Given instruction — Write the data out again exactly, with no pictures.
++++++++++
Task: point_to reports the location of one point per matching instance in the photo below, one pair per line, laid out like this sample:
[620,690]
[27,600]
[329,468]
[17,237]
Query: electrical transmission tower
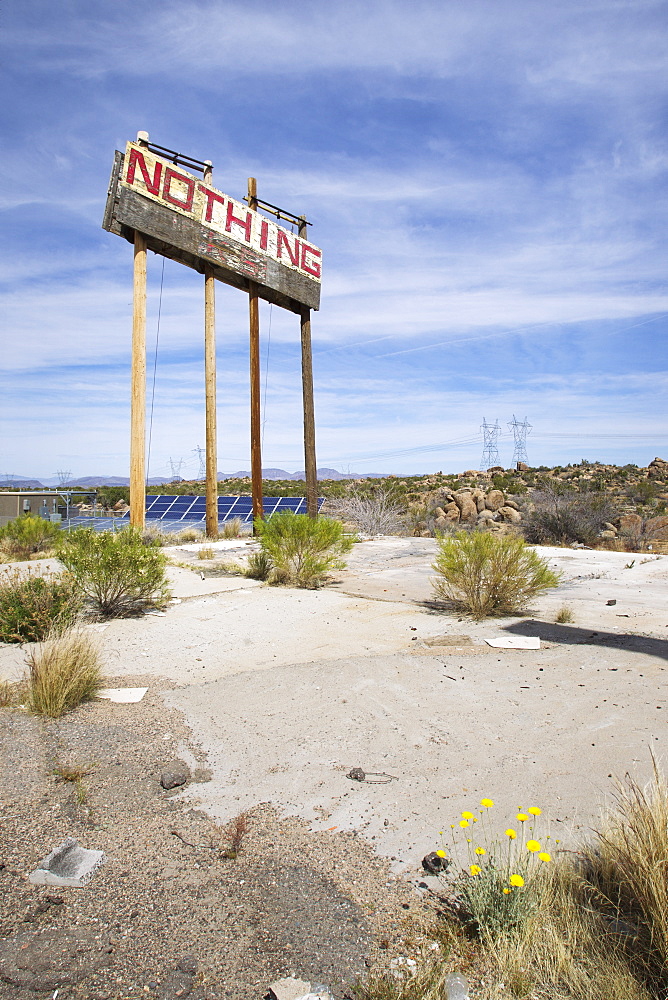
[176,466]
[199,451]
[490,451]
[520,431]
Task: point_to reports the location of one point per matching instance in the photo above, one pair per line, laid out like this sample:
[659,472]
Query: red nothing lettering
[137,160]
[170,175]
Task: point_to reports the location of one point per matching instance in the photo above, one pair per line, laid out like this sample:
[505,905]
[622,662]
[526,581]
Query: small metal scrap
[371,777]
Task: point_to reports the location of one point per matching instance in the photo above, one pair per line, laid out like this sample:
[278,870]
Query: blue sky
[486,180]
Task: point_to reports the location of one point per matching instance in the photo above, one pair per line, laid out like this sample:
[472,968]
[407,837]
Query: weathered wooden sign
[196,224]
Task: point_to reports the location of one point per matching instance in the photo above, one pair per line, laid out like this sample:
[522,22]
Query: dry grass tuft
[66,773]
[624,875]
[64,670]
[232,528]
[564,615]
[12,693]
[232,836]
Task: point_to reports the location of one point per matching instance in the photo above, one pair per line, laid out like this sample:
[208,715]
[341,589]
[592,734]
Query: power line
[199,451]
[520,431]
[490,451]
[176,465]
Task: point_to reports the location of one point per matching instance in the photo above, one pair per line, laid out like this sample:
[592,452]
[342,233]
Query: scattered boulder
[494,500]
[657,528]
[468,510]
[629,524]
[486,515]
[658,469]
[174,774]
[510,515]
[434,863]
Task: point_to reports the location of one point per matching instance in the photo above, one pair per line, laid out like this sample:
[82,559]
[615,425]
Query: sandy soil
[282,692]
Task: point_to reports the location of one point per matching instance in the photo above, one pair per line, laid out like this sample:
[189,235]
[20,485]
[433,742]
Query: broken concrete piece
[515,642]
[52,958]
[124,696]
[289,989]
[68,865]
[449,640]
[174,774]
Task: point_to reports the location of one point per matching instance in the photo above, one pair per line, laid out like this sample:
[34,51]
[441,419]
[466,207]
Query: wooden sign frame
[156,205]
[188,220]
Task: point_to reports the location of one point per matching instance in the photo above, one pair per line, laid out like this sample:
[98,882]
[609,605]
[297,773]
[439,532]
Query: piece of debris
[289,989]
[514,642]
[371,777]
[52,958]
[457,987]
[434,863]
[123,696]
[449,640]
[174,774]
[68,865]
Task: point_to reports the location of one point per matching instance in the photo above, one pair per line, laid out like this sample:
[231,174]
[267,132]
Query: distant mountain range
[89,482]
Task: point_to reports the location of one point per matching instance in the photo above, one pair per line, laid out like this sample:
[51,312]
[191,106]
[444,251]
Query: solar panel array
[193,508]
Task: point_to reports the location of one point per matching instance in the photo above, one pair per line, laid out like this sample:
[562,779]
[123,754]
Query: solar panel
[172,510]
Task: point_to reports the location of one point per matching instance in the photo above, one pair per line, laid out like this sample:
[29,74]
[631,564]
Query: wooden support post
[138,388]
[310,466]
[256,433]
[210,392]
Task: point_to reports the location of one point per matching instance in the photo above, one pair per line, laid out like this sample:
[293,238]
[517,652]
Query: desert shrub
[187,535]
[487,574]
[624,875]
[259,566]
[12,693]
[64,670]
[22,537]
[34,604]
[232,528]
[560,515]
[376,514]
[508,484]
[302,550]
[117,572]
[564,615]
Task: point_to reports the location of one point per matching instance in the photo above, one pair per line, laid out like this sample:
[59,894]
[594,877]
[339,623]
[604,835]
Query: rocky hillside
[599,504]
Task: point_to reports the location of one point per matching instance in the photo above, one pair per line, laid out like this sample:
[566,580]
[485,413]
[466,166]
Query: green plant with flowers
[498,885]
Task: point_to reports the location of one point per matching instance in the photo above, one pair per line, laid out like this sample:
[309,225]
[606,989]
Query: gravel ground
++++++++++
Finished exercise —
Task: point_to reports the location of one point per matching instance in the photo below, one pair per line, laid out like this sample:
[620,690]
[27,600]
[329,468]
[17,237]
Query: electrical transmission tower
[176,466]
[199,451]
[490,451]
[520,431]
Task: point_to reports the location of one point per matching instance in the photo above, one pair per line, laid out like this sample:
[659,472]
Query: red nothing lettering
[137,160]
[170,175]
Task: point_to reports the location of one point per matching instance in the photo above, one pair per line, laid out like this sample:
[505,905]
[622,662]
[526,581]
Query: small metal scrap
[371,777]
Task: point_to reports the location of one point per matching instance in the photo above, one pair per line, laid out like this sample:
[278,870]
Query: blue sky
[486,180]
Task: point_to reports the location of one point per matching instance in the photo above, one pair per line, laid out like this sample:
[472,968]
[407,837]
Query: weathered wooden sign
[196,224]
Task: point_to reports the location of one point per matching instance in the photo above, one pair per line, laid out like this sample:
[522,22]
Query: dry grass tuft
[66,773]
[624,875]
[64,670]
[232,528]
[564,615]
[12,693]
[232,836]
Task: point_to reports the location of one point per matching instance in the photo above, one pair per line, laid out like this sample:
[208,715]
[341,589]
[592,734]
Query: power line
[199,451]
[520,431]
[490,451]
[176,465]
Task: point_to reports the location of one point per matching instance in the photo above, one pair per line, laid out like this sample:
[592,452]
[342,233]
Query: scattered boulder
[494,500]
[657,528]
[468,510]
[629,524]
[486,515]
[658,469]
[174,774]
[510,515]
[434,863]
Task: point_to reports the location of one point per matching instance in the photo above, one pair per line, laid out like this sample:
[82,559]
[615,425]
Query: sandy soil
[282,692]
Task: point_to reports the location of one point per matching instance in the photo above, one pair per line, laid out like this sample:
[189,235]
[20,485]
[433,742]
Query: broken concrete piece
[515,642]
[52,958]
[124,696]
[289,989]
[68,865]
[449,640]
[174,774]
Task: point_to reports the location of one point per matching instance in the photo above, one pair per line, laid out like this sample:
[34,51]
[441,419]
[466,207]
Query: wooden sign frame
[156,205]
[188,220]
Task: point_to reports the location of one point per matching instance in the photo above, one pair per line, laid out like this sample:
[98,882]
[609,605]
[297,773]
[439,532]
Query: piece of debris
[289,989]
[514,642]
[371,777]
[52,958]
[457,987]
[434,863]
[123,696]
[449,640]
[174,774]
[68,865]
Task: point_to reports the location of one point per matching instance in the photo above, one pair per line, laid out like this sample:
[231,174]
[267,132]
Query: distant mountain range
[89,482]
Task: point_to reports the location of one point per matching instance in the photo above, one pair per line, laid out like this sample:
[51,312]
[191,106]
[444,251]
Query: solar panel array
[193,508]
Task: point_to reports the location of one point per matching instance in the photo above, one pair per line, laid out like this sample:
[562,779]
[123,754]
Query: solar panel
[172,510]
Task: point_to reports the location of one point per matching instance in the photo above, one pair per line, laid out like this sample:
[29,74]
[631,564]
Query: wooden support post
[138,388]
[310,466]
[256,433]
[210,392]
Task: point_to reports the location of one point per matching instance in the photo above, one pair per line, laid out like this sample:
[293,238]
[517,652]
Query: desert shrub
[187,535]
[487,574]
[624,875]
[259,566]
[12,693]
[64,670]
[22,537]
[34,604]
[232,528]
[560,515]
[376,514]
[508,484]
[302,550]
[117,572]
[564,615]
Task: point_to reports the location of one point per matching instance in the photo above, one pair per line, laid out like this sample:
[59,894]
[594,877]
[339,623]
[604,835]
Query: rocky hillside
[599,504]
Task: point_to reports the location of one point per matching instance in the photo above, one pair per line, laid out like this sample:
[566,580]
[485,413]
[466,166]
Query: green plant with flowers
[498,885]
Task: point_to reports the location of one point per matching instance in the photo above, one pair per line, laid out like this sample:
[309,225]
[606,989]
Query: gravel ground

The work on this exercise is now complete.